-- Opening Marker --
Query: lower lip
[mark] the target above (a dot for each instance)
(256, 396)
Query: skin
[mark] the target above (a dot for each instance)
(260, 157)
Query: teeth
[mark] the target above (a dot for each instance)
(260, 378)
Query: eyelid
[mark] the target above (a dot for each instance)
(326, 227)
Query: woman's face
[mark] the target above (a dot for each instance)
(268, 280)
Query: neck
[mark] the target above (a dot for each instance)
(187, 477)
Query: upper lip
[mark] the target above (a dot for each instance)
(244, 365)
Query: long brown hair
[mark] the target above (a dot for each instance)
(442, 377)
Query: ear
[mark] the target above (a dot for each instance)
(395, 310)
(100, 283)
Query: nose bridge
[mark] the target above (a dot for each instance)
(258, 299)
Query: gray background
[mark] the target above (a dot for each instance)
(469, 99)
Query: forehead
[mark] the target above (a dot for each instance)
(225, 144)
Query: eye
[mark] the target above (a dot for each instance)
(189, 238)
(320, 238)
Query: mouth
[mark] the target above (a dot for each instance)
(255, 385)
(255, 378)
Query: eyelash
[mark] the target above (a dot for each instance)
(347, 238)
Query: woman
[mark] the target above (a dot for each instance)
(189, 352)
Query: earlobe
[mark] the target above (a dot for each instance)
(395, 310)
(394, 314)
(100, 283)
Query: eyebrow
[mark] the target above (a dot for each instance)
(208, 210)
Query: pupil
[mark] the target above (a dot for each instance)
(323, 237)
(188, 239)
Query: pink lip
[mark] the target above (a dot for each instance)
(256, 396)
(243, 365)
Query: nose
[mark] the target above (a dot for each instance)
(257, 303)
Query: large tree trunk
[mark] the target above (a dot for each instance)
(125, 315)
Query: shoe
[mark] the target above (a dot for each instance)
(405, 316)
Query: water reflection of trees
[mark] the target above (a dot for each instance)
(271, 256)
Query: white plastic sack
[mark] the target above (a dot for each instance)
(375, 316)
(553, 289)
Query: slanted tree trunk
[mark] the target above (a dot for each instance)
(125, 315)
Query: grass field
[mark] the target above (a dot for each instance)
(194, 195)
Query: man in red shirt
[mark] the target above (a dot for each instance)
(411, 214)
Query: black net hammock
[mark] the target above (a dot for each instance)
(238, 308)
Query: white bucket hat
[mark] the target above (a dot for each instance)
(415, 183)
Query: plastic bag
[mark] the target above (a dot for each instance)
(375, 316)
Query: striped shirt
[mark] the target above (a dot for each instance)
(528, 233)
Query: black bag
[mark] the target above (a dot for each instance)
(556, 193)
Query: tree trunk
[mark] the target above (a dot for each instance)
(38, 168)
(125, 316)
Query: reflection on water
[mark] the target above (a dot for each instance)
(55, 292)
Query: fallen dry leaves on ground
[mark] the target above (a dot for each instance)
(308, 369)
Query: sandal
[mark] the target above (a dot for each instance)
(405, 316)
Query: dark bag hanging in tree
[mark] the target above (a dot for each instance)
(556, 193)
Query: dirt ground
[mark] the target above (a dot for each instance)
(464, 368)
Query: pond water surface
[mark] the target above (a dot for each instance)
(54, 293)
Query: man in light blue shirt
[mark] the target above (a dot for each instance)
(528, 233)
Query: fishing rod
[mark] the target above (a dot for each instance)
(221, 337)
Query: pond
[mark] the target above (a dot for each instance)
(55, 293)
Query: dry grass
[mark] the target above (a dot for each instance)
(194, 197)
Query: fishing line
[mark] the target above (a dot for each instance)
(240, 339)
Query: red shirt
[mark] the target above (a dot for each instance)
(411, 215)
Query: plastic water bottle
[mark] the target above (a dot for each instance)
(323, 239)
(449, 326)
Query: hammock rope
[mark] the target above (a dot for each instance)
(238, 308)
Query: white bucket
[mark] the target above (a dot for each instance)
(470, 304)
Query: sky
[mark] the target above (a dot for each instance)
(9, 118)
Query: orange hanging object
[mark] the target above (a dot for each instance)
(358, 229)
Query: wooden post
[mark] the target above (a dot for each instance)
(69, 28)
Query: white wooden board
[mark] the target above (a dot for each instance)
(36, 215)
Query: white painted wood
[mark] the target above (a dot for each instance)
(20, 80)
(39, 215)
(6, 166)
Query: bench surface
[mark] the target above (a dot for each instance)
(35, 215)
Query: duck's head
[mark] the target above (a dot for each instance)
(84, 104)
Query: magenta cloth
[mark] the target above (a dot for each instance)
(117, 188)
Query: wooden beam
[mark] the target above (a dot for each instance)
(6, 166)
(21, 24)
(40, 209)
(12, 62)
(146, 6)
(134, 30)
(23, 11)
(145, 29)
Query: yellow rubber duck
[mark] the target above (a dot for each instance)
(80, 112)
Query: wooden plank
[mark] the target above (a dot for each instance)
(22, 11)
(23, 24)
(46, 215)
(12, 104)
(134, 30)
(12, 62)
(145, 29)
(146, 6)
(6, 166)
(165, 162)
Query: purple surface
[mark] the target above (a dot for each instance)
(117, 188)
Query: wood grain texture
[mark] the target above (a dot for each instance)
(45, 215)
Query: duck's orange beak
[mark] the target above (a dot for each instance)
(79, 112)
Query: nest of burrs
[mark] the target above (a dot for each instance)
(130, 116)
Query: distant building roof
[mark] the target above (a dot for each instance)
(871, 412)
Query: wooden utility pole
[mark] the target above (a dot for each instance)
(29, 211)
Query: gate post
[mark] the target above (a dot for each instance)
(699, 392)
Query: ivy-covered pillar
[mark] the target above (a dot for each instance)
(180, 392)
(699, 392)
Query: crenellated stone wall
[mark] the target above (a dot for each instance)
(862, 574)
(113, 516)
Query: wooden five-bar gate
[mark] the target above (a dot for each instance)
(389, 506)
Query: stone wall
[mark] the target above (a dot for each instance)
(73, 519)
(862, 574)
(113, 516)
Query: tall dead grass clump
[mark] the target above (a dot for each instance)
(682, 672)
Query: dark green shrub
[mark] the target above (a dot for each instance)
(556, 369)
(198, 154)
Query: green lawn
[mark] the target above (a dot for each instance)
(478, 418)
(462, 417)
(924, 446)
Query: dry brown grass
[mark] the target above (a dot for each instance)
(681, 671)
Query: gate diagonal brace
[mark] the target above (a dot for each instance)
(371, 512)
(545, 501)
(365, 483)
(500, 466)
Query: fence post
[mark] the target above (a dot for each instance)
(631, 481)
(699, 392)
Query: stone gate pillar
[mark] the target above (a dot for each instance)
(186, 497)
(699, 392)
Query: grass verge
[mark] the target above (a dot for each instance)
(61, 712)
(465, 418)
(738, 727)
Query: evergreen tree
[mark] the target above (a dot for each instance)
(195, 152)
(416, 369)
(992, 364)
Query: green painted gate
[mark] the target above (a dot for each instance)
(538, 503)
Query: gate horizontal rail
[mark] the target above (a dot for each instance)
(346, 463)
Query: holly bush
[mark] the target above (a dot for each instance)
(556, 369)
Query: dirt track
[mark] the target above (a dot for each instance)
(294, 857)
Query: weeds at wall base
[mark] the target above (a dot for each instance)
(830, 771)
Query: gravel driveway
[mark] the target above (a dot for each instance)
-- Closing Marker --
**REQUIRED ACTION**
Among the entries above, identify all lines with "brown" and copy them.

**OUTPUT BELOW**
Query: long brown hair
Query: dry brown grass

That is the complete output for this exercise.